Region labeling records
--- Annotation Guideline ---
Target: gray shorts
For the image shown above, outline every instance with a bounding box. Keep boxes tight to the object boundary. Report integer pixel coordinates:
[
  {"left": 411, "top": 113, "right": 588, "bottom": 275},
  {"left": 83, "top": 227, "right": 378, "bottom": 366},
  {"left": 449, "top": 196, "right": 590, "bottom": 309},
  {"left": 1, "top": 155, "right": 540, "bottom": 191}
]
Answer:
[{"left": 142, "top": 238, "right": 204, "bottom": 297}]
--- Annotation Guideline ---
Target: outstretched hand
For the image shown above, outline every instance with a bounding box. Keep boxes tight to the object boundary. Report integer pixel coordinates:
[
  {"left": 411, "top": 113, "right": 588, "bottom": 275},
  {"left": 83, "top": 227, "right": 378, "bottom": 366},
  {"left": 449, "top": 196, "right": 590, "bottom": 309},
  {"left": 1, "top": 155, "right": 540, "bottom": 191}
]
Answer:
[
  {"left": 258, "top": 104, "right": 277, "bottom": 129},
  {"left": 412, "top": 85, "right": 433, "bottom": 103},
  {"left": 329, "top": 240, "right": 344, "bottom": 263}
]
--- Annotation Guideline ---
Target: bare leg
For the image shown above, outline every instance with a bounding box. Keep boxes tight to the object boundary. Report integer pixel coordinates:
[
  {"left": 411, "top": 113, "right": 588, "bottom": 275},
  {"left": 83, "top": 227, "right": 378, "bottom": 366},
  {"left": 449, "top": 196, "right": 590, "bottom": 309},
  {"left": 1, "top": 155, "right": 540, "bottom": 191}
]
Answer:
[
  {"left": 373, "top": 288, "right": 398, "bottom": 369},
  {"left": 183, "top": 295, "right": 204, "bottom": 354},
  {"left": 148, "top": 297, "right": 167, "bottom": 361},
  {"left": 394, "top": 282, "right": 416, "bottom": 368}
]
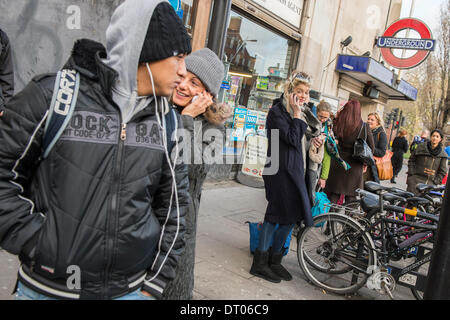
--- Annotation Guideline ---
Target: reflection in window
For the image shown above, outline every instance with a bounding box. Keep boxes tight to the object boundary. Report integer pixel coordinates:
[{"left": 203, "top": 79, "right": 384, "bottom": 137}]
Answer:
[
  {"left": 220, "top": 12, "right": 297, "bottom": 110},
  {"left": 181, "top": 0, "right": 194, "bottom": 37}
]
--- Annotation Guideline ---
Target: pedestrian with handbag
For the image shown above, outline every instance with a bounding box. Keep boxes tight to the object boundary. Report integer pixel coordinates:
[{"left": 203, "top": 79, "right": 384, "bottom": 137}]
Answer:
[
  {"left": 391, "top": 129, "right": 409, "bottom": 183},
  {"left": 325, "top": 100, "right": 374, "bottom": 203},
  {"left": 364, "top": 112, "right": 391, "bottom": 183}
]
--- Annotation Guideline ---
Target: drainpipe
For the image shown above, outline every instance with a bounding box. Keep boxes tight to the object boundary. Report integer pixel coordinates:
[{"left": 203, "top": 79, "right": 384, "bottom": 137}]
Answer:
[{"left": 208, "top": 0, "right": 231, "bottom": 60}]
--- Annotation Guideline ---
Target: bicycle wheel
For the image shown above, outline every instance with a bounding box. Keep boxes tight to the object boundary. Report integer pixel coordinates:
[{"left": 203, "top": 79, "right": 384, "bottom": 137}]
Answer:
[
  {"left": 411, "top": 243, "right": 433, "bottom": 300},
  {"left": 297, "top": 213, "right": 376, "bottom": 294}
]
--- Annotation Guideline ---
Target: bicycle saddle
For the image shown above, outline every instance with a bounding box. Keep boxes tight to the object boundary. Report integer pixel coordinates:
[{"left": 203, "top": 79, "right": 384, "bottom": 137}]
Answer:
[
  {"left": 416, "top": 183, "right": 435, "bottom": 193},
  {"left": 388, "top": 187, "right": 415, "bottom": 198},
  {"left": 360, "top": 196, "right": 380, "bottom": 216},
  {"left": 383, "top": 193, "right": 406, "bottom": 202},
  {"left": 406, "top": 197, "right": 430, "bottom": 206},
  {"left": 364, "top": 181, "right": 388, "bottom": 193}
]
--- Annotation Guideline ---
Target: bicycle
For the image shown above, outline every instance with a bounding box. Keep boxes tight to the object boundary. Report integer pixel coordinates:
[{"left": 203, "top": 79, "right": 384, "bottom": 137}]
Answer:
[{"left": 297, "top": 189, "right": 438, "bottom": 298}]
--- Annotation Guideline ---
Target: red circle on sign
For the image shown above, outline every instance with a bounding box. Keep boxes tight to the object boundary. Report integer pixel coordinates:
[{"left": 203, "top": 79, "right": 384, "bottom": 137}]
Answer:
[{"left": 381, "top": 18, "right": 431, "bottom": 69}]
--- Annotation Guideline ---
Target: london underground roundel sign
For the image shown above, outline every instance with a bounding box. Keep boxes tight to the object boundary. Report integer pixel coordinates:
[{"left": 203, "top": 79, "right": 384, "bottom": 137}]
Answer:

• _WORK TO DO_: How many lines in the rows above contain the string "Target"? Reply with the number alone.

• _WRITTEN RESPONSE_: 11